Copy every row below word for word, but leave out the pictures.

[START Data entries]

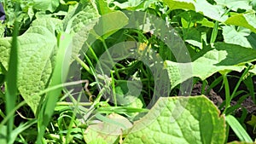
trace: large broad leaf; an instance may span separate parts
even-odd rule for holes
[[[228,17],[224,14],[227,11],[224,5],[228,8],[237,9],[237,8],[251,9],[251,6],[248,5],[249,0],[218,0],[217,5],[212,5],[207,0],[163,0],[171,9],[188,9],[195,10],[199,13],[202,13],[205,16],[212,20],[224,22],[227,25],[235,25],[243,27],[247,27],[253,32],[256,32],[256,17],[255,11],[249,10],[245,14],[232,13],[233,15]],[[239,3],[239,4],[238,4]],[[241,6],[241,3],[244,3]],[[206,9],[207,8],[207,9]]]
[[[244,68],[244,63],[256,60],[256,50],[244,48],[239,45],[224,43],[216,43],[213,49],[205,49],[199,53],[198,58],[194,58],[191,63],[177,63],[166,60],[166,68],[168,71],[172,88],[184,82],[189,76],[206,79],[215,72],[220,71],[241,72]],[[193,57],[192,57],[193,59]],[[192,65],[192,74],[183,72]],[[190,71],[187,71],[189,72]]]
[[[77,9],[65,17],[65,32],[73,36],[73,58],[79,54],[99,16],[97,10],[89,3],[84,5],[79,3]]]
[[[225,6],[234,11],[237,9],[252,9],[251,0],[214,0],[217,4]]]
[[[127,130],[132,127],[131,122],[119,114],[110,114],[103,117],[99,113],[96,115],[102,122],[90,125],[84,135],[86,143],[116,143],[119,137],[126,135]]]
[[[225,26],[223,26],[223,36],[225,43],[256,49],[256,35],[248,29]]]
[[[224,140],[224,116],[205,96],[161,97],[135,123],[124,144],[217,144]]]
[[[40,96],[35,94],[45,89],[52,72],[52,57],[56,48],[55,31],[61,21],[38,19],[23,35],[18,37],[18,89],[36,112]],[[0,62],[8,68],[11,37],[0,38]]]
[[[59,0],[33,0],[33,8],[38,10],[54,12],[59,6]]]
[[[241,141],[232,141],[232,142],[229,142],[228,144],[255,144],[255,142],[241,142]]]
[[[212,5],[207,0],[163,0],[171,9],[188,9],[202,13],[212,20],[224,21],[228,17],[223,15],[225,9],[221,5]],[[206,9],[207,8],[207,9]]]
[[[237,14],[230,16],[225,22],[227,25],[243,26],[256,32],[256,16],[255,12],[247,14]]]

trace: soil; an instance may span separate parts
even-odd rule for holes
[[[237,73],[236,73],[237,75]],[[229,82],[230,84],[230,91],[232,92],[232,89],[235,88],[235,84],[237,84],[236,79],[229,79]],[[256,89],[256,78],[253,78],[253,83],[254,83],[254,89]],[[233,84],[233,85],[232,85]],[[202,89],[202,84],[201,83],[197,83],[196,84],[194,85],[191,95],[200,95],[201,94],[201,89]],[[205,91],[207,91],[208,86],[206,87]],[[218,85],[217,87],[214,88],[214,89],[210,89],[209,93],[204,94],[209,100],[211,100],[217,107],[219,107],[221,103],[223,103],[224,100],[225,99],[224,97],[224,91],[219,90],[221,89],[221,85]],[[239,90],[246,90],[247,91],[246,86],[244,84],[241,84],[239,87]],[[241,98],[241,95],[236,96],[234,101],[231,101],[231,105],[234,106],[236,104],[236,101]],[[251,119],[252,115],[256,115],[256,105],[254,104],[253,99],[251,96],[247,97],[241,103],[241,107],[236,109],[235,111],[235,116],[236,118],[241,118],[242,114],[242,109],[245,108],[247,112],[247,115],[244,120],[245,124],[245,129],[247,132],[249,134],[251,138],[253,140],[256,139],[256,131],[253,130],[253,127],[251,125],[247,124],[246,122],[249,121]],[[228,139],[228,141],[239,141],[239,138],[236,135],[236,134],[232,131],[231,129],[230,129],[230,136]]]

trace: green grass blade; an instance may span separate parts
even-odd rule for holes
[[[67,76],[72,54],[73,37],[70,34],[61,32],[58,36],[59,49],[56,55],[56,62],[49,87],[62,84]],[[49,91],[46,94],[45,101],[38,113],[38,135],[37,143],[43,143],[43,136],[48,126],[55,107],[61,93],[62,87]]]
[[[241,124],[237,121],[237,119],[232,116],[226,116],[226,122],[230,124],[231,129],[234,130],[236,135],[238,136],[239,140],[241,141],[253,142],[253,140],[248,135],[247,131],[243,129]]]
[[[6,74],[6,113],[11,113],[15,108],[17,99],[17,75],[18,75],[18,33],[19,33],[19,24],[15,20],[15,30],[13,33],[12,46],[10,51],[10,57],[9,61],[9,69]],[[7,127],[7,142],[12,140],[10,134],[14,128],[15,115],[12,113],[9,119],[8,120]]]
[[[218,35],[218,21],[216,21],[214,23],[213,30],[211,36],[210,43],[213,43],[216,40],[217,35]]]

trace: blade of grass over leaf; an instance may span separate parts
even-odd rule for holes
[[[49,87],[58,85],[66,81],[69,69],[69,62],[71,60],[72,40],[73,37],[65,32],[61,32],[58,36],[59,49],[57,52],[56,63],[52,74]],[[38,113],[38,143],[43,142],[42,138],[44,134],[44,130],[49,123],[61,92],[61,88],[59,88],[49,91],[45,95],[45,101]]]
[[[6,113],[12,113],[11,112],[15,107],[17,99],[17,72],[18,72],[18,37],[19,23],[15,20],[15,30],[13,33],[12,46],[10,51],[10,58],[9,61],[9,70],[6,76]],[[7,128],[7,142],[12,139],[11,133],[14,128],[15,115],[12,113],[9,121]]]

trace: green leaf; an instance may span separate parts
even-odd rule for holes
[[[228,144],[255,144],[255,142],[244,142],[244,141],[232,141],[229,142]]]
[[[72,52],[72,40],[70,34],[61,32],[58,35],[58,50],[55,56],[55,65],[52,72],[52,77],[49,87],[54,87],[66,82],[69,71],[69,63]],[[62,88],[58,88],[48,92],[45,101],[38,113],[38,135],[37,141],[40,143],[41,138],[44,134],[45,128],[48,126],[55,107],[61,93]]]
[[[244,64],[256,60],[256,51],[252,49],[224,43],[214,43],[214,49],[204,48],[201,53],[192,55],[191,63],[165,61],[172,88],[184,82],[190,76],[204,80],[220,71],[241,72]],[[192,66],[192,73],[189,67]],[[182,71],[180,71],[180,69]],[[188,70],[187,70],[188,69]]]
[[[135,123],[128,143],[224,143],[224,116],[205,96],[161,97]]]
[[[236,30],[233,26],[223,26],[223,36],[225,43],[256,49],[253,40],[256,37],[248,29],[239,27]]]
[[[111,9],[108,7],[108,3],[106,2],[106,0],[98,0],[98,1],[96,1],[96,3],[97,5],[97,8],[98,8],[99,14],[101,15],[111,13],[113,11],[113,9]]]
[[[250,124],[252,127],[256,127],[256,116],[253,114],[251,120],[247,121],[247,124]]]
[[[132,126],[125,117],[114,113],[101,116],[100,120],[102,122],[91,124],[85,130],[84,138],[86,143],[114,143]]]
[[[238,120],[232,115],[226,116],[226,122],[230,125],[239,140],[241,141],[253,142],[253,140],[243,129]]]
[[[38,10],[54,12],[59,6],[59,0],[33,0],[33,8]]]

[END Data entries]

Result:
trace: large broad leaf; an instance may span separate parts
even-odd rule for holes
[[[228,17],[224,14],[227,11],[224,5],[228,8],[237,9],[237,8],[251,9],[251,6],[248,5],[249,0],[218,0],[217,5],[212,5],[207,0],[163,0],[171,9],[188,9],[195,10],[199,13],[202,13],[205,16],[212,20],[224,22],[227,25],[235,25],[243,27],[247,27],[253,32],[256,32],[256,17],[255,11],[249,10],[245,14],[232,13],[233,15]],[[239,3],[239,4],[238,4]],[[241,6],[241,3],[244,3]],[[206,9],[207,8],[207,9]]]
[[[244,68],[244,63],[256,60],[256,50],[244,48],[239,45],[224,43],[216,43],[213,49],[205,49],[199,53],[198,58],[194,58],[191,63],[177,63],[166,60],[166,68],[168,71],[172,88],[184,82],[189,76],[206,79],[215,72],[220,71],[241,72]],[[193,57],[192,57],[193,59]],[[192,65],[192,74],[183,72]],[[190,71],[187,71],[189,72]]]
[[[77,9],[65,17],[65,32],[73,36],[73,58],[79,54],[99,16],[97,10],[89,3],[84,5],[79,3]]]
[[[225,6],[234,11],[237,9],[252,9],[251,0],[214,0],[217,4]]]
[[[127,130],[132,127],[131,122],[119,114],[110,114],[103,117],[99,113],[96,115],[102,122],[90,125],[84,135],[86,143],[116,143],[119,137],[126,135]]]
[[[225,26],[223,26],[223,36],[225,43],[256,49],[256,35],[248,29]]]
[[[224,140],[224,116],[205,96],[161,97],[135,123],[124,144],[217,144]]]
[[[40,96],[35,94],[45,89],[52,72],[52,57],[56,48],[55,31],[61,21],[38,19],[23,35],[18,37],[18,89],[36,112]],[[0,62],[8,68],[11,37],[0,38]]]
[[[59,0],[33,0],[33,8],[38,10],[54,12],[59,6]]]
[[[241,141],[232,141],[232,142],[229,142],[228,144],[255,144],[255,142],[241,142]]]
[[[212,5],[207,0],[163,0],[171,9],[188,9],[202,13],[212,20],[224,21],[228,17],[223,15],[225,9],[221,5]],[[206,9],[207,8],[207,9]]]
[[[237,14],[230,16],[225,22],[227,25],[243,26],[256,32],[256,16],[255,12],[247,14]]]

trace: soil; an instance may span separate parts
even-odd rule for holes
[[[237,73],[236,73],[237,75]],[[229,82],[230,84],[230,91],[232,92],[232,89],[235,88],[235,84],[237,84],[236,79],[229,79]],[[256,89],[256,78],[253,78],[253,83],[254,83],[254,89]],[[233,84],[233,85],[232,85]],[[202,89],[202,84],[201,83],[197,83],[196,84],[194,85],[191,95],[200,95],[201,94],[201,89]],[[205,91],[207,91],[208,86],[206,87]],[[218,85],[217,87],[214,88],[214,89],[210,89],[209,93],[204,94],[209,100],[211,100],[217,107],[219,107],[221,103],[223,103],[224,100],[225,99],[224,97],[224,91],[219,90],[221,89],[221,85]],[[239,90],[246,90],[247,91],[246,86],[244,84],[241,84],[239,87]],[[241,98],[241,95],[236,96],[234,101],[231,101],[231,105],[234,106],[236,104],[236,101]],[[251,119],[252,115],[256,115],[256,105],[254,104],[253,99],[251,96],[247,97],[241,103],[241,107],[236,109],[235,111],[235,116],[236,118],[241,118],[242,114],[242,109],[245,108],[247,112],[247,115],[244,120],[245,124],[245,129],[247,132],[249,134],[251,138],[253,140],[256,139],[256,131],[253,130],[253,127],[251,125],[247,124],[246,122],[249,121]],[[228,139],[228,141],[239,141],[239,138],[236,135],[236,134],[232,131],[231,129],[230,129],[230,136]]]

trace: green grass blade; an instance may span separate parts
even-odd rule for holes
[[[67,76],[72,54],[73,37],[70,34],[61,32],[58,36],[59,49],[56,55],[56,62],[49,87],[62,84]],[[49,91],[46,94],[45,101],[38,113],[38,135],[37,143],[43,143],[43,136],[48,126],[55,107],[61,93],[62,87]]]
[[[241,124],[237,121],[237,119],[232,116],[226,116],[226,122],[230,124],[231,129],[234,130],[236,135],[238,136],[239,140],[241,141],[253,142],[253,140],[248,135],[247,131],[243,129]]]
[[[6,74],[6,113],[11,113],[15,108],[17,99],[17,75],[18,75],[18,33],[19,33],[19,24],[15,20],[15,30],[13,33],[12,46],[10,51],[10,57],[9,61],[9,69]],[[7,127],[7,142],[12,140],[10,134],[14,128],[15,115],[12,113],[9,119],[8,120]]]
[[[218,35],[218,21],[216,21],[214,23],[213,30],[211,36],[210,43],[213,43],[216,40],[217,35]]]

trace: blade of grass over leaf; an instance may span separate parts
even-odd rule for holes
[[[49,87],[58,85],[66,81],[69,69],[69,62],[71,60],[72,40],[73,37],[65,32],[61,32],[58,36],[59,49],[57,52],[56,63],[52,74]],[[38,113],[38,143],[43,142],[42,138],[44,134],[44,130],[49,123],[61,92],[61,88],[59,88],[49,91],[45,95],[45,101]]]
[[[6,113],[12,113],[11,112],[15,107],[17,99],[17,72],[18,72],[18,37],[19,23],[15,20],[15,30],[13,33],[12,46],[10,51],[10,58],[9,61],[9,70],[6,76]],[[7,128],[7,142],[12,139],[11,133],[14,128],[15,115],[12,113],[9,121]]]

trace: green leaf; an instance may span separate parts
even-odd rule for holes
[[[228,144],[255,144],[255,142],[244,142],[244,141],[232,141],[229,142]]]
[[[72,52],[72,40],[70,34],[61,32],[58,35],[58,50],[55,56],[55,65],[52,72],[52,77],[49,87],[54,87],[66,82],[69,71],[69,63]],[[62,88],[58,88],[48,92],[45,101],[38,113],[38,135],[37,141],[40,143],[41,138],[44,134],[45,128],[48,126],[55,107],[61,93]]]
[[[244,64],[256,60],[256,51],[252,49],[224,43],[214,43],[214,49],[204,48],[201,53],[192,55],[191,63],[165,61],[172,88],[184,82],[190,76],[204,80],[220,71],[241,72]],[[192,66],[192,73],[189,67]],[[182,71],[180,71],[180,69]],[[188,70],[187,70],[188,69]]]
[[[135,123],[128,143],[224,143],[224,116],[205,96],[161,97]]]
[[[236,30],[233,26],[223,26],[223,36],[225,43],[256,49],[253,40],[256,37],[248,29],[239,27]]]
[[[111,9],[108,7],[108,3],[106,2],[106,0],[98,0],[98,1],[96,1],[96,3],[97,5],[97,8],[98,8],[99,14],[101,15],[111,13],[113,11],[113,9]]]
[[[250,124],[252,127],[256,127],[256,116],[253,114],[251,120],[247,121],[247,124]]]
[[[132,126],[125,117],[114,113],[101,116],[100,120],[102,122],[91,124],[85,130],[84,138],[86,143],[114,143]]]
[[[238,120],[232,115],[226,116],[226,122],[230,125],[239,140],[241,141],[253,142],[253,140],[243,129]]]
[[[38,10],[54,12],[59,6],[59,0],[33,0],[33,8]]]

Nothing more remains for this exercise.